Content starts

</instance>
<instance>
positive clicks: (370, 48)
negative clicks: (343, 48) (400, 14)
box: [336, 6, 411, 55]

Content ends
Content starts

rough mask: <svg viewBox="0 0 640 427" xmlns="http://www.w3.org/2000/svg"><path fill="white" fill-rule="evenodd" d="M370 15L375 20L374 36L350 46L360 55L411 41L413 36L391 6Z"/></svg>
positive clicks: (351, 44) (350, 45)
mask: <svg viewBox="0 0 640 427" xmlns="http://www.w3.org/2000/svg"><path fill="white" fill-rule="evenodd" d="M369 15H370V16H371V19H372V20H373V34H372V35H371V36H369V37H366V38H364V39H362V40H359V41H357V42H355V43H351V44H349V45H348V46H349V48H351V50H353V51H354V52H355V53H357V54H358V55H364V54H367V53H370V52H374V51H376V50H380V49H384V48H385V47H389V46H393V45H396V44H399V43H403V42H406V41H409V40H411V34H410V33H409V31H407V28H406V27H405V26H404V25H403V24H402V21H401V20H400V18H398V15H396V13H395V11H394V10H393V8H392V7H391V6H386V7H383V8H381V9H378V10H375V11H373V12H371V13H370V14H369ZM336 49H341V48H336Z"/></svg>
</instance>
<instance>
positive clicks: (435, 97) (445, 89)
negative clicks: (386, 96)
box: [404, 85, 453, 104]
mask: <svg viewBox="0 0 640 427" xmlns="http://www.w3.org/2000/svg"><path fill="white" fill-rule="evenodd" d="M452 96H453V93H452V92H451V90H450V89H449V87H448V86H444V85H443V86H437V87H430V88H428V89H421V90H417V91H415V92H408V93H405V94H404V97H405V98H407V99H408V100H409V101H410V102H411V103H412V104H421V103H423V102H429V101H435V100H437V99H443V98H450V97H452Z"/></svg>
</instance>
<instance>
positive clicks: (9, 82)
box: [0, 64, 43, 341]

Content ends
Content starts

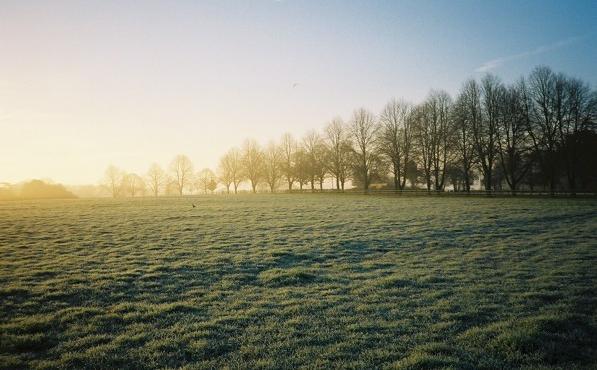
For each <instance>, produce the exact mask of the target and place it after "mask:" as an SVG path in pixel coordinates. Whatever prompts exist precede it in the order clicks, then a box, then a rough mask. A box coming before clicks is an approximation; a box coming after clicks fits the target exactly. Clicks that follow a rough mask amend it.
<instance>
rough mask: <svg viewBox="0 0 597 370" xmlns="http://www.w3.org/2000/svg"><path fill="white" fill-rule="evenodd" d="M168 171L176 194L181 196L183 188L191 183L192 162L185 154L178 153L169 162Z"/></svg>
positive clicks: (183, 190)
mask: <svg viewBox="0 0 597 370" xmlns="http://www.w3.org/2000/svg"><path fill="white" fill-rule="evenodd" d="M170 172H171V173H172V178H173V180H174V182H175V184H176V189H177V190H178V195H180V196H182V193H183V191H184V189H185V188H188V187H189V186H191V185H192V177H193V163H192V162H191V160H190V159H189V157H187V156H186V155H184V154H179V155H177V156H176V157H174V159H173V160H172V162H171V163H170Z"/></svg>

Content ends

▸ **TASK STATEMENT**
Report how many lines of the preceding records include "negative". Output the number only.

▸ **RESULT OF THE EXERCISE**
2